Source passage |
•••••
Musical Holocaust Memorials

Classical Music

Classical composers have used the Holocaust as subject matter since the immediate post-war years.  Their artistic representations and memorials not only commemorate the events but also argue for the relevance of art as a viable tool for social commentary and protest.  Although Theodor Adorno asserted in 1951 that, 'to write poetry after Auschwitz is barbaric,' two years later he praised the Jewish composer Arnold Schoenberg for his courage in addressing artistically the Holocaust in A Survivor from Warsaw:

The effect of the Survivor … is no less powerful – a companion piece to Picasso’s Guernica – in which Schoenberg made the impossible possible, standing up to contemporary horror in its most extreme form, the murder of the Jews, in art.  This alone would be enough to earn him every right to the thanks for a generation that scorns him, not least because in his music that inexpressible thing quivers that no one any longer wants to know about.

Classical music representations are as diverse as the twentieth century repertory itself, but the most significant works may be divided into three categories: Vocal Cantatas, Orchestral/Choral Works and Electronic Media.
•••••
To be done |
Repeat the passage above on musical Holocaust memorials word for word, from its title to its final sentence.

Extracted records:
•••••
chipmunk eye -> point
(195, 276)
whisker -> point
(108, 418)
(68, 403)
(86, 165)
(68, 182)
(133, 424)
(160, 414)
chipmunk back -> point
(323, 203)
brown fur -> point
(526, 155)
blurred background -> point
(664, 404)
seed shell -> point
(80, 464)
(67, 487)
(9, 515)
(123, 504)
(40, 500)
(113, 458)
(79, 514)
•••••
Final answer |
Musical Holocaust Memorials

Classical Music

Classical composers have used the Holocaust as subject matter since the immediate post-war years.  Their artistic representations and memorials not only commemorate the events but also argue for the relevance of art as a viable tool for social commentary and protest.  Although Theodor Adorno asserted in 1951 that, 'to write poetry after Auschwitz is barbaric,' two years later he praised the Jewish composer Arnold Schoenberg for his courage in addressing artistically the Holocaust in A Survivor from Warsaw:

The effect of the Survivor … is no less powerful – a companion piece to Picasso’s Guernica – in which Schoenberg made the impossible possible, standing up to contemporary horror in its most extreme form, the murder of the Jews, in art.  This alone would be enough to earn him every right to the thanks for a generation that scorns him, not least because in his music that inexpressible thing quivers that no one any longer wants to know about.

Classical music representations are as diverse as the twentieth century repertory itself, but the most significant works may be divided into three categories: Vocal Cantatas, Orchestral/Choral Works and Electronic Media.